Copy out everything from the line "Task: place a pin on each instance of the windshield." down to the end of the records below, requests included. Shift every coordinate in the answers by -76.

(Dataset rows on where objects appear)
'''
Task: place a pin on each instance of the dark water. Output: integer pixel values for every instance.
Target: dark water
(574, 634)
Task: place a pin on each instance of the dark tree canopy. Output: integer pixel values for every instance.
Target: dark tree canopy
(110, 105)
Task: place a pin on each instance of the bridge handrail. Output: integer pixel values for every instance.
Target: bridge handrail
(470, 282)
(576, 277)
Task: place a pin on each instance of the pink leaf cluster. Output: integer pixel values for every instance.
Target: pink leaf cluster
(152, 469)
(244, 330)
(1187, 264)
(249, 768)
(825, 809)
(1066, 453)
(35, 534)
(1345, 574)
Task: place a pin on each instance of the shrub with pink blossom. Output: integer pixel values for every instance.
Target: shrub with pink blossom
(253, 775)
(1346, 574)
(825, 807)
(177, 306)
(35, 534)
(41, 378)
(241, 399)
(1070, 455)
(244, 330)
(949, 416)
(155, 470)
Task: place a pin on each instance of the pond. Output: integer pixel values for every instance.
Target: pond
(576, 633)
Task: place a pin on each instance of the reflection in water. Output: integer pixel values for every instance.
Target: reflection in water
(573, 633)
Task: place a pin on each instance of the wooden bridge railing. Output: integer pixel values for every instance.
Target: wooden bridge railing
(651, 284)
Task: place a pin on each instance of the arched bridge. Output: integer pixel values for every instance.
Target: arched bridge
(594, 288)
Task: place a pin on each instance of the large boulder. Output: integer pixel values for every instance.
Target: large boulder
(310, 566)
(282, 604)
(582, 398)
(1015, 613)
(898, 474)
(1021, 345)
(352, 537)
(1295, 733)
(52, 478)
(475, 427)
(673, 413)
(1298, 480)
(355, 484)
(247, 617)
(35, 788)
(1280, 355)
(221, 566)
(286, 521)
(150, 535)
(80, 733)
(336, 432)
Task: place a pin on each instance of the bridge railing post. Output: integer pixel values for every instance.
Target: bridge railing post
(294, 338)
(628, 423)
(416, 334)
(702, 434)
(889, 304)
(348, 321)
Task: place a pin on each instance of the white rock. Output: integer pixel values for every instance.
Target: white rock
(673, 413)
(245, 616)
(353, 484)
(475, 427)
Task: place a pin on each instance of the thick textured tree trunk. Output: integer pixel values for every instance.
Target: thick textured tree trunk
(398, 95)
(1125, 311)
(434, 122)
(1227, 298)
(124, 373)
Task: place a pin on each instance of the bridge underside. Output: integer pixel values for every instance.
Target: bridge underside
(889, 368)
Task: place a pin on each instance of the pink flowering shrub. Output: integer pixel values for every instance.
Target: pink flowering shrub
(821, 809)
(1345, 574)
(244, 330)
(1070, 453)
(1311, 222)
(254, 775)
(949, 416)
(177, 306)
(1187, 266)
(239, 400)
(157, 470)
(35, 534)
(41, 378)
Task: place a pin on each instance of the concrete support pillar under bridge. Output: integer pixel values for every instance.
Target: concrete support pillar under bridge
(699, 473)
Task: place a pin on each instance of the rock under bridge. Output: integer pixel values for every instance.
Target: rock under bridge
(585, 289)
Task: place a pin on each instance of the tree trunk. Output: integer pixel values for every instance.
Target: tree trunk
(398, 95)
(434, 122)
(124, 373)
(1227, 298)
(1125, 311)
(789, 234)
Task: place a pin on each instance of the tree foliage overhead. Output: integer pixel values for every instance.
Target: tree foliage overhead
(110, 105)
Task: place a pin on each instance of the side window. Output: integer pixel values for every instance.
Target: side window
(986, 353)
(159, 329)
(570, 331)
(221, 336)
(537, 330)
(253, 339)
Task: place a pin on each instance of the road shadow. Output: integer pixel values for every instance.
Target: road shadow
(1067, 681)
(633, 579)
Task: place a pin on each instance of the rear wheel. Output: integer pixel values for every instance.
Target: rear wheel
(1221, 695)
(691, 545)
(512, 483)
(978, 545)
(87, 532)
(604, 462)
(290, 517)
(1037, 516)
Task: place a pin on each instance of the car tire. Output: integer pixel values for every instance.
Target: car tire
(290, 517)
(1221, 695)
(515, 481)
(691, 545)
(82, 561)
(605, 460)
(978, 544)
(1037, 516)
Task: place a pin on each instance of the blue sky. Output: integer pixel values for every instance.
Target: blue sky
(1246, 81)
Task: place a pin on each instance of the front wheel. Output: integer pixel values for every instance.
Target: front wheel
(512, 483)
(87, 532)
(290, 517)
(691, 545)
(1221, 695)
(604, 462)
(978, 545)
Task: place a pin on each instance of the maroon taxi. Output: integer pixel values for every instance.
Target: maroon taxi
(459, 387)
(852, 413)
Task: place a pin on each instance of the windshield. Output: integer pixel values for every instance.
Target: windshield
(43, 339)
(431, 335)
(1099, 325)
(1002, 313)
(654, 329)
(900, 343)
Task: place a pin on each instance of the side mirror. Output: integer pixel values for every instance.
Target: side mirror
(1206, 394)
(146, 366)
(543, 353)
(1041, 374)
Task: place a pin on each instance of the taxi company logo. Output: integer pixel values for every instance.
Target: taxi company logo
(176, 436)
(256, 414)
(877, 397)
'''
> **Exercise result**:
Task: place a pin on each instance of the windshield. Output: integer pixel values for every instance.
Target: windshield
(-33, 263)
(355, 259)
(1023, 249)
(926, 237)
(578, 253)
(824, 267)
Task: place a pin on each instance of the side mirror. Output: integer pixel values for every instance.
Target: side mirror
(1130, 318)
(70, 290)
(467, 277)
(965, 298)
Task: place a pin on each instance of the taxi company logo. Output: integer pixel values for every instance.
Target: taxi company logo
(100, 360)
(180, 338)
(801, 321)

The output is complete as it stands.